*** Reading passage

Hernandez said he hopes his painful journey will teach his friends and family a lesson. Car accidents are the top killer of Hispanics in North Carolina, and the disproportionate number of alcohol-related arrests and wrecks are an embarrassment to a minority already beleaguered by hard feelings over illegal immigration.
"It makes the Mexicans look bad, very bad," Hernandez said. "The American people say 'Oh, it's just another Hispanic, the same as the others.' "
In 2005, there were 37 alcohol-related crashes caused by Hispanic drivers for every 10,000 Hispanics in the state, according to the UNC Highway Safety Research Center. That is more than three times the rate of alcohol-related crashes among non-Hispanics.
Hispanic leaders are struggling to stem a problem that they say is rooted in the waves of young men who leave the calming influences of church and family to labor alone in a new country.
"It's difficult because you're trying to compete with the loneliness," said Tony Asion, public safety director for El Pueblo, an Hispanic advocacy group. "Then, as some learn, more come, and we start again."
Carnage continues
Last month, a Johnston County father and son died in a fiery crash authorities say was caused by Luciano Tellez, 31, an illegal immigrant from Mexico. Dwane Braswell, 35, and his son Jerry, 9, were riding in a tractor-trailer cab on N.C. 210 in the Cleveland community of Johnston County when Tellez struck the tractor and rolled it into a ditch, where it caught fire.
Empty beer cans were found in Tellez' car, but authorities say it is impossible to know whether he was drunk.
It was the latest in a string of such accidents caused by Hispanic men. In February in Salisbury, a woman who was eight months pregnant and her unborn child were killed. In October, it was two college students and a high school boy. In January 2006, a man from El Salvador killed a Hillsborough woman in a head-on crash and fled, leaving an injured passenger in his own car.

******
*** Data extract

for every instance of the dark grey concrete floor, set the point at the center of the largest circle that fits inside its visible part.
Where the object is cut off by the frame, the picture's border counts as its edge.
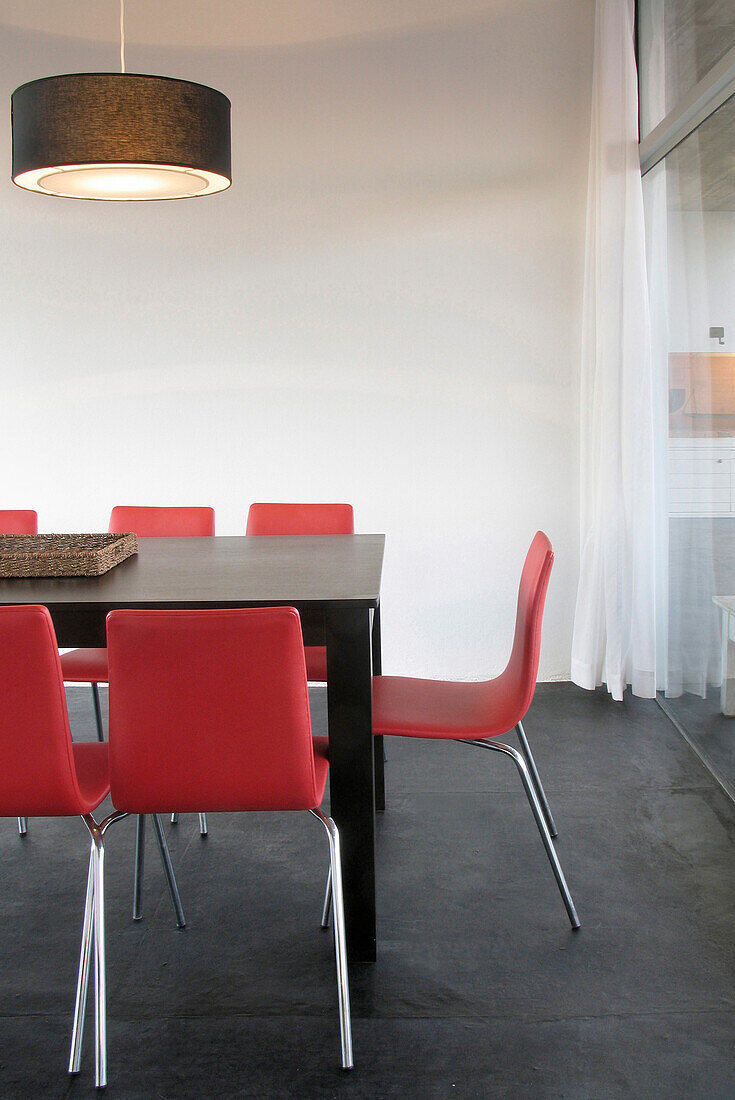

******

:: Problem statement ::
In the article on drunk-driving crashes in North Carolina, start at the words "Hernandez said he" and stop after "crashes among non-Hispanics.". Reproduce that span with "alcohol-related" changed to "alcohol-linked" everywhere it occurs.

:: In response ::
Hernandez said he hopes his painful journey will teach his friends and family a lesson. Car accidents are the top killer of Hispanics in North Carolina, and the disproportionate number of alcohol-linked arrests and wrecks are an embarrassment to a minority already beleaguered by hard feelings over illegal immigration.
"It makes the Mexicans look bad, very bad," Hernandez said. "The American people say 'Oh, it's just another Hispanic, the same as the others.' "
In 2005, there were 37 alcohol-linked crashes caused by Hispanic drivers for every 10,000 Hispanics in the state, according to the UNC Highway Safety Research Center. That is more than three times the rate of alcohol-linked crashes among non-Hispanics.